_What is expected_: Duplicate the stretch of the forum thread on dropping columns with awk from "Reputation: 7469" through "does not work.", keeping every character unchanged.

_Document segment_:

###

Reputation: 7469
I have a large file with hundreds of columns that I want to remove only the third and fourth columns from and print the rest to a file. My initial idea was to make an awk script like awk '{print $1, $2, for (i=$5; i <= NF; i++) print $i }' file > outfile
. However, this code does not work.
I then tried:
awk '{for(i = 1; i<=NF; i++)
if(i == 3 || i == 4) continue
else
print($i)}' file > outfile
But this just printed everything out in one field. It would be possible to split this up into two scripts and combine them with unix paste
but this seems like something that should be able to be done in one line.
Upvotes: 22
Views: 38565
Reputation: 10039
The hard but generic way (to forget for a simple oneliner)
awk -v "Exclude=3:4:5" '
# load exclusion
BEGIN{
Count=split(Exclude, aTmp, ":")
for( i = 1; i <= Count; i++) aExc[ aTmp[ i]]=1
}
# treat each line, taking only wanted field
{
Result=""
for( i = 1; i <= NF; i++) {
# field to take ?
if( ! aExc[ i]) {
# first element or add a separator before
if( Result != "") Result=Result OFS $i
else Result=$i
}
}
print Result
}' YourFile
:
in first lineUpvotes: 0
Reputation: 327
Yes, it's possible to just set the third and fourth columns to an empty string; but, in addition, field $1
should be set to itself ($1=$1
) to make awk
actually consume the input field separator (delimeter) :
on the entire current line $0
in one go.
echo 1:2:3:4:5:6:7:8:9:10 | awk -F: '{ $1=$1; $3=""; $4=""; print $0}'
Upvotes: 4
Reputation: 933
What about something like:
cat SOURCEFILE | cut -f1-2,5- >> DESTFILE
It prints the first two columns, skips the 3rd and 4rth, and then prints from 5 onwards to the end.
Upvotes: 18
Reputation: 19665
Say you have a tab delimited file that looks like the following:
temp.txt
field1 field2 field3 field4 field5 field6
field1 field2 field3 field4 field5 field6
field1 field2 field3 field4 field5 field6
running the following will remove field 3 and 4 and output to end of line.
awk '{print $1"\t"$2"\t"substr($0, index($0,$5))}' temp.txt
field1 field2 field5 field6
field1 field2 field5 field6
field1 field2 field5 field6
My example(s) print to stdout.
> newFile
will send stdout to newFile and >> newFile
will append to newFile.

###

_Given information_:
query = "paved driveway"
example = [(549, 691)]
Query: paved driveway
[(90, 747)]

###

_Task output_:
Reputation: 7469
I have a large file with hundreds of columns that I want to remove only the third and fourth columns from and print the rest to a file. My initial idea was to make an awk script like awk '{print $1, $2, for (i=$5; i <= NF; i++) print $i }' file > outfile
. However, this code does not work.